## PROBLEM DESCRIPTION
Every line from the line containing "of the blurred" through the final line of the data is to be printed exactly; no other line is to appear.

## RECORD EXCERPTS
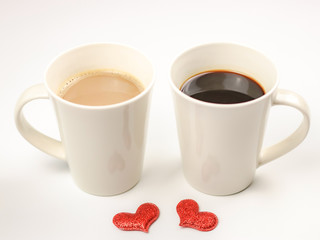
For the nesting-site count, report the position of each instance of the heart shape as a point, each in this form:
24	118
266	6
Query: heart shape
145	215
188	211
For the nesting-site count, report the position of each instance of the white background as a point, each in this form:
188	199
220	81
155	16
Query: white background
38	198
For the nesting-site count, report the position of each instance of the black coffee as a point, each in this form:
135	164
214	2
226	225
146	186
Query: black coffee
222	87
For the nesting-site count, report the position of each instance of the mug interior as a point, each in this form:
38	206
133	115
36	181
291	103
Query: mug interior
99	56
224	56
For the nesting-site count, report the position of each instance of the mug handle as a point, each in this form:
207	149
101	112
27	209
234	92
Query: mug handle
36	138
288	98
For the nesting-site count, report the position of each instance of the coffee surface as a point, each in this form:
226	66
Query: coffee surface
100	87
222	87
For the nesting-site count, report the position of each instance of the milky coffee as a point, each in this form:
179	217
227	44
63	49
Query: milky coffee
100	87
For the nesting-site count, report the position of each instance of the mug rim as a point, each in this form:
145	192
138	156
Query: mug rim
145	91
220	105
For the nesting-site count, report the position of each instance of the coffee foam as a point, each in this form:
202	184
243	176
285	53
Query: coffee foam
67	84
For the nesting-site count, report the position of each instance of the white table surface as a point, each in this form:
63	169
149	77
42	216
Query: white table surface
38	198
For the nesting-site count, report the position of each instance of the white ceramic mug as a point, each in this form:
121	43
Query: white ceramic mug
103	145
221	143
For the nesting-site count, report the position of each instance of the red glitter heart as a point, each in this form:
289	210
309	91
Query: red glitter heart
145	215
188	211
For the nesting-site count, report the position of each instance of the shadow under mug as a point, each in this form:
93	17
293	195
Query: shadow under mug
221	144
103	145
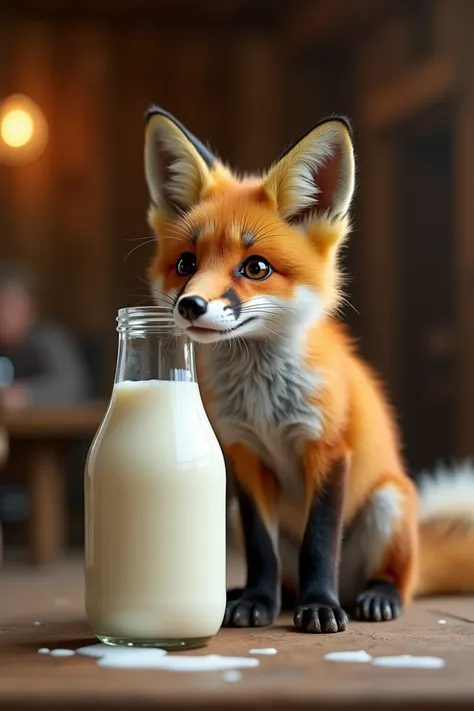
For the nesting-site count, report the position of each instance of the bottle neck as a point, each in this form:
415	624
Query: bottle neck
151	348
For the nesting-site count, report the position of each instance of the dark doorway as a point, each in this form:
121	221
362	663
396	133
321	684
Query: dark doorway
426	291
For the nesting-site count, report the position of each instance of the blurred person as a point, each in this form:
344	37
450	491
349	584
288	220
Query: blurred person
47	366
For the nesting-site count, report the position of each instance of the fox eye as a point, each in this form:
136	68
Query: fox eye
256	268
186	264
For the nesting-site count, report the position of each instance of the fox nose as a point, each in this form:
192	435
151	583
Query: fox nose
191	307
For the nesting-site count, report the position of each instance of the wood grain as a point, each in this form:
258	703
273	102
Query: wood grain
298	677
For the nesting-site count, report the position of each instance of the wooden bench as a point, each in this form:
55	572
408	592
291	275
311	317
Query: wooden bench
42	437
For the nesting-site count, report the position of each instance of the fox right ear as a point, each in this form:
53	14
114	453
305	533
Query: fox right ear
317	175
178	167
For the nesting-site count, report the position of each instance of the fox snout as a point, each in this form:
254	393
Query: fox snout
192	307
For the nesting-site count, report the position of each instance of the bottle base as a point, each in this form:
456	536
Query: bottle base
172	645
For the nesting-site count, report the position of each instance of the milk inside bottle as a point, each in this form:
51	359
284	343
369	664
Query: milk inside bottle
155	497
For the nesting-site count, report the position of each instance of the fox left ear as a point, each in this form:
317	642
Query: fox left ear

## THE COMPLETED TASK
For the nesting-site count, report the position of each instance of the blurred person as a point, each in this form:
344	37
450	491
349	584
288	220
Query: blurred person
47	366
For the nesting-site count, report the position of each instance of the fox eye as a point, each in this form:
136	68
Query: fox eye
256	268
186	264
For the nesting-site count, report the position of each instance of the fox nose as a point, each in this form:
192	435
151	583
Query: fox nose
191	307
For the nesting-site count, report the position of each instance of the wood grain as a point, each in this form:
258	703
273	102
Query: wood grain
298	677
For the nesting-site count, report the position of each instance of the wooden bench as a point, each in this form:
55	572
408	592
291	275
311	317
Query: wooden bench
42	437
For the nesting-site count, report the position of each instance of the fox right ear as a point, each in this form:
53	14
114	453
305	533
Query: fox right ear
317	175
178	167
For the nesting-site count, report the position of each instance of the fox snout as a point, each in this form:
254	393
Query: fox snout
192	307
For the nesting-site count, report the position of each instance of the bottle base as a point, each in this form:
456	536
Query: bottle base
172	645
For the nesting-site count, report the position of each instance of the milk inside bottle as a point, each in this form:
51	359
284	343
369	664
Query: milk inside bottle
155	497
For the nesting-site count, report the position of each instance of the fox left ear as a point, each in this form:
317	642
Query: fox left ear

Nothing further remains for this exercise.